Dataset rows:
◇ ◇ ◇ ◇

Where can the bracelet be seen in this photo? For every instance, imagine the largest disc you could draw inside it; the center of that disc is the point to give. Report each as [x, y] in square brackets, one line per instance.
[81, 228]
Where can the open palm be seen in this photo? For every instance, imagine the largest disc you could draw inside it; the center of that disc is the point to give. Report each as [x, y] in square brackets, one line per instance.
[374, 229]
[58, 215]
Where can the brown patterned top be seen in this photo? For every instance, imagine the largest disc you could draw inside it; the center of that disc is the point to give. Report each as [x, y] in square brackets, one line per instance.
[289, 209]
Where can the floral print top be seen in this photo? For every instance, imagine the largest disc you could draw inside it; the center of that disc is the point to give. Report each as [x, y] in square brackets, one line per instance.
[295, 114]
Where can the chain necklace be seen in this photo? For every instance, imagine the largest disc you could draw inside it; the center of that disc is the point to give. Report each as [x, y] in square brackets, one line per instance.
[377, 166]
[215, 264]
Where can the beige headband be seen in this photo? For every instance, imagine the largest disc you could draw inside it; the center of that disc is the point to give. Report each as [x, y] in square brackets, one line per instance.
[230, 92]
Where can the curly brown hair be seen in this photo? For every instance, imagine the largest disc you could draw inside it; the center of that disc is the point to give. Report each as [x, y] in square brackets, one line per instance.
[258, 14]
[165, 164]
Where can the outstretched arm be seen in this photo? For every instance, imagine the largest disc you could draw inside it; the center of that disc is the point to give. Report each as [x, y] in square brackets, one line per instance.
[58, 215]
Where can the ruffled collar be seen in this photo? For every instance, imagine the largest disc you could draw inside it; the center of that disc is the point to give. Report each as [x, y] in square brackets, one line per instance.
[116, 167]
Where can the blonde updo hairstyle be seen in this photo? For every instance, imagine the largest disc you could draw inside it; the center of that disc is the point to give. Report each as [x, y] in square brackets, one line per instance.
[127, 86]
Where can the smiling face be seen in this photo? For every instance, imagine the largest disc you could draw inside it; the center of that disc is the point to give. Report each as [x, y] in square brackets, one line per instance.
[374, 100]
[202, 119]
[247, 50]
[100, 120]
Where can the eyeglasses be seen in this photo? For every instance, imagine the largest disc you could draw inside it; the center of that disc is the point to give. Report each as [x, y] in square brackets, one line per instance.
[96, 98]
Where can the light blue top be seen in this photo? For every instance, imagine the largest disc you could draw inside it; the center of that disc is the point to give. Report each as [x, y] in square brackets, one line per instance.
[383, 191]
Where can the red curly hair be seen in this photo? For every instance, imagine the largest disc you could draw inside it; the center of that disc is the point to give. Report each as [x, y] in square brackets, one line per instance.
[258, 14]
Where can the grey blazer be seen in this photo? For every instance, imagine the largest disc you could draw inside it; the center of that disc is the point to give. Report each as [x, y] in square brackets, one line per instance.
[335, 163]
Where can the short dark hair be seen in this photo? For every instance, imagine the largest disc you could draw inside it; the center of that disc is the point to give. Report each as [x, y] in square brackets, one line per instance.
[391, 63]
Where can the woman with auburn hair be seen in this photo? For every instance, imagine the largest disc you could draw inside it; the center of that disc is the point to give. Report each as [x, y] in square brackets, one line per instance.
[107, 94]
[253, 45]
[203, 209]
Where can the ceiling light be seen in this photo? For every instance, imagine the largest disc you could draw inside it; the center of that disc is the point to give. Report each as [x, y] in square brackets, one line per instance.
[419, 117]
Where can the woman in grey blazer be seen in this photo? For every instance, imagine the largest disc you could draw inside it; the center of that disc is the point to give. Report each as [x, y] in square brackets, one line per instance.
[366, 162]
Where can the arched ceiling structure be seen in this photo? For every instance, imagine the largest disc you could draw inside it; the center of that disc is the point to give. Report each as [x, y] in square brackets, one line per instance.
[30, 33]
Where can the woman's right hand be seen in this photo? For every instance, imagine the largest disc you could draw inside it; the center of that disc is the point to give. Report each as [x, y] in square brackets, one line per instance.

◇ ◇ ◇ ◇

> [Written instruction]
Faithfully copy every entry, leaving nothing out.

> [Task answer]
Where can the bracelet be seen in this photo? For every instance, imagine the largest disc you could draw inside it; the center of that disc is the point to give. Report each as [x, y] in square brackets, one line per instance.
[81, 228]
Where can the open palm be seen in this photo? For every instance, imagine the largest disc you could draw inside it; the center of that disc is the point to give. Report each as [x, y] in square brackets, one line per instance.
[374, 229]
[58, 215]
Where can the brown patterned top be seen in this photo? For every instance, imagine the largest disc you could draw inside it; the center of that disc is the point to give. Report each as [x, y] in square brackets, one line per instance.
[289, 209]
Where can the floral print top be seen in this photo? For every instance, imagine the largest disc you could draw inside it; the center of that disc is the point to give. Report each as [x, y] in square brackets, one line per instance.
[295, 114]
Where can the chain necklace be seen in this photo? For every instance, imagine the largest disc you could draw inside it; the center of that disc is the point to give. Report each as [x, y] in square brackets, one line per instance.
[377, 166]
[215, 264]
Where can the beige headband be seen in this photo? For every instance, imagine the largest disc you could draw inside it; the center of that disc is the point to give. Report each as [x, y] in square brackets, one line per instance.
[230, 92]
Where can the curly brown hair be seen in this photo? For every instance, imagine the largest disc you could draw inside it; the center of that disc is the point to give. Report each as [x, y] in square brackets, one line per instance.
[258, 14]
[165, 164]
Where can the outstretched arm be seen in this photo? For every instance, imagine the largest disc you could draw inside it; the center of that disc is the point to give. Report each as [x, y] in square brackets, one line per instance.
[58, 215]
Where can the ruffled collar be seen in this photo? For every instance, imagine the largest disc you could draw inside it; the center of that disc is the point to give. Report each as [x, y] in square brackets, one line per instance.
[116, 167]
Where can the blonde updo hairstyle be seen in this photo? For every instance, imagine the largest disc you could draw inside it; the center of that disc is the point to give. Report each as [x, y] in square brackets, one line per instance.
[127, 86]
Where can the smiling face be seen in this photo? For every instance, imagine the largest disc you could draw inside it; the center of that disc is the point to give. Report each as [x, y] in square brackets, one line per instance.
[374, 100]
[202, 119]
[247, 50]
[100, 120]
Where can the eyeglasses be seen in this photo? For every instance, imagine the largest disc you could draw inside it; the center of that disc is the point to give. Report each as [x, y] in square brackets, one line per instance.
[96, 98]
Where can the light blue top be seen in this photo? For every instance, imagine the largest disc you could draw inside it; the center of that disc is the point to give. Report each as [x, y] in square brackets, one line per instance.
[383, 191]
Where can the red curly hair be seen in this photo? For every instance, imagine the largest disc you could draw inside it; the center of that disc is the point to give. Report each as [x, y] in square brackets, one line per instance.
[258, 14]
Where can the grey blazer be seen in this photo? For every instance, imagine the largest disc you could draw inside it; the center of that disc is the point to give. Report each as [x, y] in square brackets, one line per instance.
[335, 163]
Where can the short dark hair be seen in this photo? For every instance, imagine the largest disc you could draw inside it; the center of that disc is the point to give. Report each as [x, y] in square brackets, one line per instance.
[391, 63]
Where can the woman with auburn hair be seen in this photo? For every instance, imagine the largest disc you could draw inside it; the center of that disc is the point to give. Report each as [x, y] in square brackets, one line per instance.
[107, 94]
[253, 45]
[203, 209]
Where can the ceiling light be seen in this photo? For every instance, imagine the largest disc you could draw inside it; the center of that disc is the point to give. Report each as [x, y] in square brackets, one line per instance.
[419, 117]
Where can the woman in grey blazer be seen in this photo? For every instance, imagine the largest disc you could draw inside it; the center of that disc is the point to give. Report each as [x, y] in square brackets, one line per instance.
[366, 162]
Where can the arched ceiling structure be seen in this photo? For every instance, imagine the largest disc you could draw inside it; the center of that disc is the point to give. Report each as [x, y] in square brackets, one line per instance.
[30, 33]
Where can the woman's right hand be seen in this photo? For every instance, imagine the largest disc you could draw inside it; the center of that disc is the point to give. Report each as [x, y] in square brackets, one line per instance.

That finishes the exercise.